> Input for this task:
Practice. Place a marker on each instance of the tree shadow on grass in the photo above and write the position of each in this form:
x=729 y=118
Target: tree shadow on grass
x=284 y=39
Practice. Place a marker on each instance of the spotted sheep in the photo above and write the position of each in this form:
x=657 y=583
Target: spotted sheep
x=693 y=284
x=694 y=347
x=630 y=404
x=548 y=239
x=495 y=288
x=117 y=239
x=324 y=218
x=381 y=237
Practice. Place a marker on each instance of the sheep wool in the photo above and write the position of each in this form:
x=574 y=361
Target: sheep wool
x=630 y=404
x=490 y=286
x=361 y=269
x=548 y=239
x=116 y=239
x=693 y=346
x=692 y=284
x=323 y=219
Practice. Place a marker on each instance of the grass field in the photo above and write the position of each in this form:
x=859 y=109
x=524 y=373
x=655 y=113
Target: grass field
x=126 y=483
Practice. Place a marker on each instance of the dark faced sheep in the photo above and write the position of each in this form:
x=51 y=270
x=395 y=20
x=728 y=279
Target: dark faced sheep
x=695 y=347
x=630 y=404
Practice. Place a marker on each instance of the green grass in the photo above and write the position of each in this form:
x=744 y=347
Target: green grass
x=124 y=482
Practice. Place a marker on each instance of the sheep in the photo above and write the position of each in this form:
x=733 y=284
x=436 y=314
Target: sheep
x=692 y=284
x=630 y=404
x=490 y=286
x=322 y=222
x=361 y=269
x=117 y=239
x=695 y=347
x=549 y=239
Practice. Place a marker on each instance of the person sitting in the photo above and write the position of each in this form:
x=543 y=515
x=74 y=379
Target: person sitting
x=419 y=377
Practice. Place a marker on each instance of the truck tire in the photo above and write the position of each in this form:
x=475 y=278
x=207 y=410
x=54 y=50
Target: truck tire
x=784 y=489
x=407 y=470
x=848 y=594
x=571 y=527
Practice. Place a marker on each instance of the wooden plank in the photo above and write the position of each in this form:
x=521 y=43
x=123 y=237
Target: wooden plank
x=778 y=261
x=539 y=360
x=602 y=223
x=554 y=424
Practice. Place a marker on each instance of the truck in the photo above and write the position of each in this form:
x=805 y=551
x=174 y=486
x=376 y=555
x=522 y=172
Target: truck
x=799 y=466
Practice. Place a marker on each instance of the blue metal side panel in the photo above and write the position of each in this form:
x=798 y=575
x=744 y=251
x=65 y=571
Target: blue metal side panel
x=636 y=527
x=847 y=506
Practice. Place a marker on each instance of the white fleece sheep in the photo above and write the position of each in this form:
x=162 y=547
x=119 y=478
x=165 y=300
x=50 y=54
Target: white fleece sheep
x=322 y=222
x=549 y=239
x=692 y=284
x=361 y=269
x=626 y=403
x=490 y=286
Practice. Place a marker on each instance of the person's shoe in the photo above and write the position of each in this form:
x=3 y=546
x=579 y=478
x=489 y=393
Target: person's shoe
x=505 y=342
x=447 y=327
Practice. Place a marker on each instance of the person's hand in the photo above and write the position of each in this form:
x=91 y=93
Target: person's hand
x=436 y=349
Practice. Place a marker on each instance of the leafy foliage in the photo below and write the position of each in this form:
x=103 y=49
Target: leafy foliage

> Required work:
Copy word for word the lines starting with the one that contains "Practice. Place a marker on each instance of the truck in" and ending with the one that contains "x=847 y=506".

> Answer below:
Practice. Place a marker on each instance of the truck in the photo above and write the position of each in this form:
x=805 y=551
x=174 y=486
x=376 y=555
x=522 y=172
Target: truck
x=799 y=466
Practice. Place a marker on each instance of the blue metal side panel in the photo above and write the position of each in this form:
x=798 y=575
x=744 y=251
x=65 y=571
Target: blue metal side panel
x=636 y=527
x=847 y=506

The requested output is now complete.